[Annotated coordinate records]
════
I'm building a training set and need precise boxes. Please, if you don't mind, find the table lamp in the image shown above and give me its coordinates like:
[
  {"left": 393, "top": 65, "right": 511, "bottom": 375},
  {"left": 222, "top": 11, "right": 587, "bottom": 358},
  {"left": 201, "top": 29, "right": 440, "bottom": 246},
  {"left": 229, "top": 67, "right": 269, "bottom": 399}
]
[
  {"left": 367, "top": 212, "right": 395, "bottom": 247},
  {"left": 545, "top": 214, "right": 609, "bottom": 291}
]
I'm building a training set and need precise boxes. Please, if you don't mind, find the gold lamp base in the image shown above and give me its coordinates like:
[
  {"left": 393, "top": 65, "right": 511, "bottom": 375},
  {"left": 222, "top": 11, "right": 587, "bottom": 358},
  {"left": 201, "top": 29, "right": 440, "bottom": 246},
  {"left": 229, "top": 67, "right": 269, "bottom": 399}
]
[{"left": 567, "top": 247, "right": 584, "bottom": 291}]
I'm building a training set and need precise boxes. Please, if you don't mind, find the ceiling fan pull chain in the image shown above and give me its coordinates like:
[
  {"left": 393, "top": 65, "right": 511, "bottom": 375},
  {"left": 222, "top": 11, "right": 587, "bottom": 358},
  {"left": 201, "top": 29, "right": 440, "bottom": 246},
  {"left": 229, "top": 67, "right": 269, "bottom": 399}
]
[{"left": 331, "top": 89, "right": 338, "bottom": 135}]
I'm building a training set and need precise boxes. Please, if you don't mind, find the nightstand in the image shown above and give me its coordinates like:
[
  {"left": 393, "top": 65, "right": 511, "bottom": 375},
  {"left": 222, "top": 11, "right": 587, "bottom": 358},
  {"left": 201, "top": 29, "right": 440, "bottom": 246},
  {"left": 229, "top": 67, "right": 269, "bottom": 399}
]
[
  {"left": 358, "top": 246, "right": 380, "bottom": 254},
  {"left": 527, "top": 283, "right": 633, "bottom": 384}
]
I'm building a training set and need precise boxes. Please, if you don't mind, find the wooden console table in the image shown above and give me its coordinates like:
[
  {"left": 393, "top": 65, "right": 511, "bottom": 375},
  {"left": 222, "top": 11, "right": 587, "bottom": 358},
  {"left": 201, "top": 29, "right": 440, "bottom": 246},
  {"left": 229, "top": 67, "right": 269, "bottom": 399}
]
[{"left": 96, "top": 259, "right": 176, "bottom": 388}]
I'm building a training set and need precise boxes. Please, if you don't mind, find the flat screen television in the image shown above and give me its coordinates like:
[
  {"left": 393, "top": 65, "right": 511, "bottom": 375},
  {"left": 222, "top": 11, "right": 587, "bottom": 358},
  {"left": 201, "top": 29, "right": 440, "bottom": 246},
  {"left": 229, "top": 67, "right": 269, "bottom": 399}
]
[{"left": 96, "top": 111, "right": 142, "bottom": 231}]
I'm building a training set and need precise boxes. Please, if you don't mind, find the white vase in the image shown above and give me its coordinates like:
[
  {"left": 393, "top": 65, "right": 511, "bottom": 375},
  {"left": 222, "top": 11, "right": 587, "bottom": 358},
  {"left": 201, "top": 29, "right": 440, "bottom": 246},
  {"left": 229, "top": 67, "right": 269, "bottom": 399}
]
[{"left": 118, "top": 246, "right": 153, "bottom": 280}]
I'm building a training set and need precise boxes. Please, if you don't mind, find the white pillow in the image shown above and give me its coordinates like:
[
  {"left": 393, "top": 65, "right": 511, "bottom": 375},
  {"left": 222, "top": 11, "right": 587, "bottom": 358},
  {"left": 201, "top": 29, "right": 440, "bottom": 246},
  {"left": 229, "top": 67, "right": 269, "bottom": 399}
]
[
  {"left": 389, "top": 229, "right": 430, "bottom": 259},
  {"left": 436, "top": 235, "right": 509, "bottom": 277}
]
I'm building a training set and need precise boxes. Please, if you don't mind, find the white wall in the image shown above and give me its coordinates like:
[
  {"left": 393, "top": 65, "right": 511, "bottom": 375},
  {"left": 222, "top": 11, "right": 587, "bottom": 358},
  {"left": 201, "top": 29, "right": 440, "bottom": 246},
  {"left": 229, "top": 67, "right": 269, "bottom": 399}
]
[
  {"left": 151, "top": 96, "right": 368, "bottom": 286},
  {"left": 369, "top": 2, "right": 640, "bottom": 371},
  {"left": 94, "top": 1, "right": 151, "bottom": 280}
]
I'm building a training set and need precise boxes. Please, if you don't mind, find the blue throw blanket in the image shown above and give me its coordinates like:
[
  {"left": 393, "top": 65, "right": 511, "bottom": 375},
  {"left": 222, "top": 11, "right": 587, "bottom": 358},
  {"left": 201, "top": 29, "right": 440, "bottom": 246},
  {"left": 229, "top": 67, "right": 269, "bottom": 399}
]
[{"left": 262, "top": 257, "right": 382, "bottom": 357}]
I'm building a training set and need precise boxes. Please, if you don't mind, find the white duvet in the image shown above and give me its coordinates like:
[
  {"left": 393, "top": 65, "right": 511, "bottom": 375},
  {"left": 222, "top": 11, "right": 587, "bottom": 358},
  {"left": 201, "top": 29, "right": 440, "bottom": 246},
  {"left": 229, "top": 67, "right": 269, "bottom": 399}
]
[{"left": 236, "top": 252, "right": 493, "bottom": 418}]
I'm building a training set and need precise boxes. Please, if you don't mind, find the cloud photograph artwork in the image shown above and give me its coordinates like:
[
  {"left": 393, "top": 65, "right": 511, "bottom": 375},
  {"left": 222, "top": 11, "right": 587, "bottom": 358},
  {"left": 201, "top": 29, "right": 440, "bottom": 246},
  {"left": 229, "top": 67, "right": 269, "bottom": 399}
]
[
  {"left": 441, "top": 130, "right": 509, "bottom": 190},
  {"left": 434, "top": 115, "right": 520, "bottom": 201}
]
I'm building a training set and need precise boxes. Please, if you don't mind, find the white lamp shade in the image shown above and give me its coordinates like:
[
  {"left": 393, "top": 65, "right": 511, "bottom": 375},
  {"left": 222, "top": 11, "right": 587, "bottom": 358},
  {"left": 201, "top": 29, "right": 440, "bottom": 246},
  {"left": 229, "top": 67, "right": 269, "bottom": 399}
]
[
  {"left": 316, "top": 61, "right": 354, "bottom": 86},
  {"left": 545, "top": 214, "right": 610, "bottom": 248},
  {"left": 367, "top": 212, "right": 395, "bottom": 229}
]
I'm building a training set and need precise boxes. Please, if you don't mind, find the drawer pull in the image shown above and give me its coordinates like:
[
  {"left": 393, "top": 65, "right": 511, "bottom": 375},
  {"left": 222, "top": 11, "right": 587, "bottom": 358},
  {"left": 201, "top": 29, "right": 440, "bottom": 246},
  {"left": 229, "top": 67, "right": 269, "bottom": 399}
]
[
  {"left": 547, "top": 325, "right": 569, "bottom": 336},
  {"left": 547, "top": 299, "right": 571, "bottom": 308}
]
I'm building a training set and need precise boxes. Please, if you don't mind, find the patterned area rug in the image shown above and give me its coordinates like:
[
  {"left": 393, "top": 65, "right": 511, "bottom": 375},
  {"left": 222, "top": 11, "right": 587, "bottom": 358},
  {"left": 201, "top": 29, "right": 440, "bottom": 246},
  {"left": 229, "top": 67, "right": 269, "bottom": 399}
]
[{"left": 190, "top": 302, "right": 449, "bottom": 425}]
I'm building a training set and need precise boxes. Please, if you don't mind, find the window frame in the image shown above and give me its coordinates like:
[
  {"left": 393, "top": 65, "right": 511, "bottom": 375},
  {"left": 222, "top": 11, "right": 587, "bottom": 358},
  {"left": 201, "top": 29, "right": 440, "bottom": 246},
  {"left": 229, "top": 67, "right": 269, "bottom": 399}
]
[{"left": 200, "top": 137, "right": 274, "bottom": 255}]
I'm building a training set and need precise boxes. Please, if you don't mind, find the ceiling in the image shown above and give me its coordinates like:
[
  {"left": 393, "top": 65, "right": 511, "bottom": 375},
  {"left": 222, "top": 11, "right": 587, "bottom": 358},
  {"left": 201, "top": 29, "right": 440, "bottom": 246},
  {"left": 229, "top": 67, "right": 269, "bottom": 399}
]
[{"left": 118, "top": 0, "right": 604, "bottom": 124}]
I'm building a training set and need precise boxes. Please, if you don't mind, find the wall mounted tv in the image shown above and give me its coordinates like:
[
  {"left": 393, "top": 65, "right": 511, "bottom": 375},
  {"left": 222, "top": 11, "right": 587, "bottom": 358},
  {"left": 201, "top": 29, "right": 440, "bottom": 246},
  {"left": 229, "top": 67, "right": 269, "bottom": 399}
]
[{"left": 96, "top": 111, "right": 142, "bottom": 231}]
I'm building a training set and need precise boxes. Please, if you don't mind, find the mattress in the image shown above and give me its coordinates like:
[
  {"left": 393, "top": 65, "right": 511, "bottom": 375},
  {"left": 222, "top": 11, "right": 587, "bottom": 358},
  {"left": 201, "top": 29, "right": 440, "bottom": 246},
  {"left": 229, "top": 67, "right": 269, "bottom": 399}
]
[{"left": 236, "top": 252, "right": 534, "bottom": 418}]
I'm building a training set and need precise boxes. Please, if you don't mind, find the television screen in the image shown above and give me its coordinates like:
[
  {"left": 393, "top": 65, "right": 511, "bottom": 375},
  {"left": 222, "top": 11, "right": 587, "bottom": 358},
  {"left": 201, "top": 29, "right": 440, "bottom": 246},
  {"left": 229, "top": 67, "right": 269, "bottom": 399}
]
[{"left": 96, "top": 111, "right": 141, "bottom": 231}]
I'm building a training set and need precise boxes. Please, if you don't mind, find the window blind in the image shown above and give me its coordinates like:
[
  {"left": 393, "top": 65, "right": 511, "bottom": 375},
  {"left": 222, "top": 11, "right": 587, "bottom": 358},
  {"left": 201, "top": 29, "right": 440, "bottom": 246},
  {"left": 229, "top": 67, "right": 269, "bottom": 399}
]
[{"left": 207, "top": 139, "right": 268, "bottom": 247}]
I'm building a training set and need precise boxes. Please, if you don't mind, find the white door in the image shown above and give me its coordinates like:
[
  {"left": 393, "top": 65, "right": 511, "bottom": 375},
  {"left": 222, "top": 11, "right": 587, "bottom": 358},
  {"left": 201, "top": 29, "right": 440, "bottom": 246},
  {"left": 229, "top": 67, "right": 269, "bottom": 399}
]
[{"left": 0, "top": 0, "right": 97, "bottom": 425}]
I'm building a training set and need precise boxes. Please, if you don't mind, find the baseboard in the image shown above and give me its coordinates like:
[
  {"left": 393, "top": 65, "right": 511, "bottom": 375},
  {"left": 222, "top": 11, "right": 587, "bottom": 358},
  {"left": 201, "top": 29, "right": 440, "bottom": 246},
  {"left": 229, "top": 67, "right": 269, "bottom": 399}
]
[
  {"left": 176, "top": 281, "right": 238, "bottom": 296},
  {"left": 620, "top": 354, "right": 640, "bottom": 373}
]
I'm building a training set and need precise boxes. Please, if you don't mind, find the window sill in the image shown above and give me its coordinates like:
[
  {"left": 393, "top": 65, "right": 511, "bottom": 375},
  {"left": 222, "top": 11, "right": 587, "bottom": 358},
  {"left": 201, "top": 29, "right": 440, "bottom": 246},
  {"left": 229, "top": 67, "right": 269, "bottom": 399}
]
════
• _EXERCISE PROMPT_: Repeat, without changes, every line from the one that contains "find the television" through the final line of the data.

• _OUTPUT FOR THIS EXERCISE_:
I'm building a training set and need precise boxes. Please, if you don't mind, find the television screen in the image shown above and give me its coordinates like:
[
  {"left": 393, "top": 65, "right": 511, "bottom": 375},
  {"left": 222, "top": 11, "right": 587, "bottom": 358},
  {"left": 201, "top": 29, "right": 440, "bottom": 246},
  {"left": 229, "top": 67, "right": 269, "bottom": 399}
]
[{"left": 96, "top": 111, "right": 141, "bottom": 231}]
I'm building a training set and need precise boxes. Please, if you don't mind, find the window blind in the image shown above and give me its coordinates like:
[
  {"left": 393, "top": 65, "right": 511, "bottom": 375},
  {"left": 222, "top": 11, "right": 587, "bottom": 358},
  {"left": 201, "top": 29, "right": 440, "bottom": 246},
  {"left": 229, "top": 67, "right": 269, "bottom": 399}
]
[{"left": 207, "top": 139, "right": 268, "bottom": 247}]
I'm building a training set and need precise boxes. Please, if you don't mind, find the white door in the image shown above and give me its coordinates like:
[
  {"left": 393, "top": 65, "right": 511, "bottom": 375},
  {"left": 222, "top": 11, "right": 587, "bottom": 358},
  {"left": 201, "top": 29, "right": 440, "bottom": 246},
  {"left": 229, "top": 67, "right": 269, "bottom": 399}
]
[{"left": 0, "top": 0, "right": 97, "bottom": 425}]
I'm building a training set and need precise boxes. Please, if you don't mind, find the baseboard in the image shown above and give me its coordinates like:
[
  {"left": 393, "top": 65, "right": 511, "bottom": 375},
  {"left": 222, "top": 11, "right": 587, "bottom": 358},
  {"left": 201, "top": 29, "right": 440, "bottom": 246},
  {"left": 229, "top": 67, "right": 269, "bottom": 399}
]
[
  {"left": 176, "top": 281, "right": 238, "bottom": 296},
  {"left": 620, "top": 354, "right": 640, "bottom": 373}
]
I'm building a training set and need precise boxes. Please, if you don't mind, find the window sill in the image shown above and give me its coordinates like:
[
  {"left": 393, "top": 65, "right": 511, "bottom": 375},
  {"left": 222, "top": 11, "right": 587, "bottom": 358},
  {"left": 201, "top": 29, "right": 440, "bottom": 246},
  {"left": 229, "top": 67, "right": 269, "bottom": 399}
]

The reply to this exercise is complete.